Quant au Sud Ouest de la France, il ne fut pas toujours si catholique que cela, les cathares et aussi les juifs remontés d'Espagne après la Reconquista ne sont pas loin (je vous rappelle que le foie gras est une tradition juive à l'origine, mais c'est encore une autre histoire).

L'étude du rapport entre l'alimentation, pas seulement des matières grasses, et de la religion pourrait faire l'objet d'un livre entier. Qu'en est-il aujourd'hui, alors que le carême n'est plus obligatoire sous peine d'excommunication ?

A entendre le discours ambiant actuel, l'huile, surtout d'olive, est considérée comme bonne pour la santé. On nous vante le régime méditerranéen — (heu, donc catholique, alors ?) — comme étant le meilleur pour notre santé. Comme au bon vieux temps des indulgences, l'huile serait donc maigre ? Souvenez-vous, il n'y a pas si longtemps, une publicité nous vantait les mérites d'une huile de tournesol "légère, légère"... ce qui est aussi inepte que l'eau à 0%, car l'huile, quelle qu'elle soit, contient toujours 100 % de lipides (alors que le beurre n'en a que 82 %) ! Bref, cette huile de tournesol est maintenant démodée. De nos jours, c'est l'huile d'olive qui a la cote, et qui guérit de tout. Donc, en résumé, dans le discours officiel, le beurre est gras et l'huile est maigre. Irrationnel, quand tu nous tient.

Pieter_Bruegel

Breughel, le combat de Carnaval et de Carême.

Mais pourquoi ce discours illogique ? Est-ce vraiment de notre santé qu'on se préoccupe ?
* * *
CONSIGNE 1
Pour chaque affirmation, dites si elle s'accorde avec l'extrait sur l'huile et le beurre, en répondant par oui ou par non et en citant tels quels les mots de l'extrait qui tranchent. (a) Le beurre contient 82 % de lipides. (b) Le carême est encore obligatoire sous peine d'excommunication. (c) L'huile de tournesol a aujourd'hui la cote.
CONSIGNE 2
Recopiez mot pour mot chaque ligne des enregistrements qui suivent, du début à la fin.

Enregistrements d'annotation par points
* * *
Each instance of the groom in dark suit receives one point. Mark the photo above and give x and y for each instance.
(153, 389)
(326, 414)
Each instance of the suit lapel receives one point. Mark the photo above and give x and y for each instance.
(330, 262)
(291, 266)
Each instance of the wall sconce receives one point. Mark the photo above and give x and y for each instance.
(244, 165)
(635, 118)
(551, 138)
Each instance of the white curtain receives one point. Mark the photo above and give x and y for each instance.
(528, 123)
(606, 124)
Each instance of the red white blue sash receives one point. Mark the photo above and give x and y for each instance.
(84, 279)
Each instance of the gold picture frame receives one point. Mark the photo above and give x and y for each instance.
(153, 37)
* * *
RÉPONSE ATTENDUE 1
(a) Oui : « alors que le beurre n'en a que 82 % ».
(b) Non : « alors que le carême n'est plus obligatoire sous peine d'excommunication ».
(c) Non : « cette huile de tournesol est maintenant démodée ».

RÉPONSE ATTENDUE 2
Each instance of the groom in dark suit receives one point. Mark the photo above and give x and y for each instance.
(153, 389)
(326, 414)
Each instance of the suit lapel receives one point. Mark the photo above and give x and y for each instance.
(330, 262)
(291, 266)
Each instance of the wall sconce receives one point. Mark the photo above and give x and y for each instance.
(244, 165)
(635, 118)
(551, 138)
Each instance of the white curtain receives one point. Mark the photo above and give x and y for each instance.
(528, 123)
(606, 124)
Each instance of the red white blue sash receives one point. Mark the photo above and give x and y for each instance.
(84, 279)
Each instance of the gold picture frame receives one point. Mark the photo above and give x and y for each instance.
(153, 37)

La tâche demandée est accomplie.